No, shipping isn't free from other vendors unless they specify Prime. (I usually narrow my selections to "Prime eligible" to see if I can find what I want that way. I also sort new and used versions of things that I want by Prime eligibility. Seldom do I have to pay for shipping.) I LOVE Prime, and I order as many things that I need as possible via Amazon since I know that I'll receive them in two days or less.


----------



## krm0789 (Dec 21, 2010)

maryjf45 said:


> Is the shipping free for everything, even those things from other vendors that aren't eligible for super saver?


It is only for items that are stored in Amazon's warehouses, either owned by Amazon themselves or by 3rd party sellers.


----------



## angele (Dec 16, 2011)

My daughter and I are getting our Kindle Fires for Christmas. I purchased them 2 weeks ago, but they are wrapped and under the Christmas tree. I just realize....did my free month of Amazon Prime start when I made my purchase? or does it start when I turn on my Fire and connect to Amazon? I would hate to think our free month is wasting away.


----------



## TessM (Oct 18, 2011)

It starts when you sign in with the fire. 


Sent from my iPhone using Tapatalk


----------



## Cuechick (Oct 28, 2008)

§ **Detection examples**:

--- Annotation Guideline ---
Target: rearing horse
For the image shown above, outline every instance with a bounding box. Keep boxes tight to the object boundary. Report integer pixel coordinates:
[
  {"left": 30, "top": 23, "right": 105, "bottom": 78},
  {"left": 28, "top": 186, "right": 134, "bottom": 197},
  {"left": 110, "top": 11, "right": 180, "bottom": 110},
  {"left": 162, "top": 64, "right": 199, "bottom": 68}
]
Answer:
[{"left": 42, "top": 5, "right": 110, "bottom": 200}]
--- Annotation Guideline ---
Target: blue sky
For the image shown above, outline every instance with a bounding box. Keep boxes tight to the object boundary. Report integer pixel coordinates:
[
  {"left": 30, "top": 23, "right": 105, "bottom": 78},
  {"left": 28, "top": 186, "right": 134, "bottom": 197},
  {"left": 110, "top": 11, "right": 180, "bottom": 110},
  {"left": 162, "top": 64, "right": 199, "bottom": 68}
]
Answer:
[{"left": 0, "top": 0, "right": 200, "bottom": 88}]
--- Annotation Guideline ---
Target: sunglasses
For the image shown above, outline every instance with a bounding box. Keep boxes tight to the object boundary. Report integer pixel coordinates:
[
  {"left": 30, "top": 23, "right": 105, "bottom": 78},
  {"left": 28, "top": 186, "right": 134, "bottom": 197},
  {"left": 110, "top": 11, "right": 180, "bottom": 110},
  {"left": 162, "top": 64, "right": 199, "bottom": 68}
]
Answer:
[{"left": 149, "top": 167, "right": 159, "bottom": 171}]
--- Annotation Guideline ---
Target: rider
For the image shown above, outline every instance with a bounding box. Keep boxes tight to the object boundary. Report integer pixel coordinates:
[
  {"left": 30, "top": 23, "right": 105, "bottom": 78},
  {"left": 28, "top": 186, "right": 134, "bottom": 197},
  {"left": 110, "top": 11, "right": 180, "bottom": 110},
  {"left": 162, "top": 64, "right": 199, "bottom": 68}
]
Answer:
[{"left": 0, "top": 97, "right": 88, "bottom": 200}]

§ **TASK STATEMENT**: According to the forum thread, when does the free month of Amazon Prime that comes with a Kindle Fire start?

§ **PROBLEM SOLUTION**: It starts when you sign in with the Fire.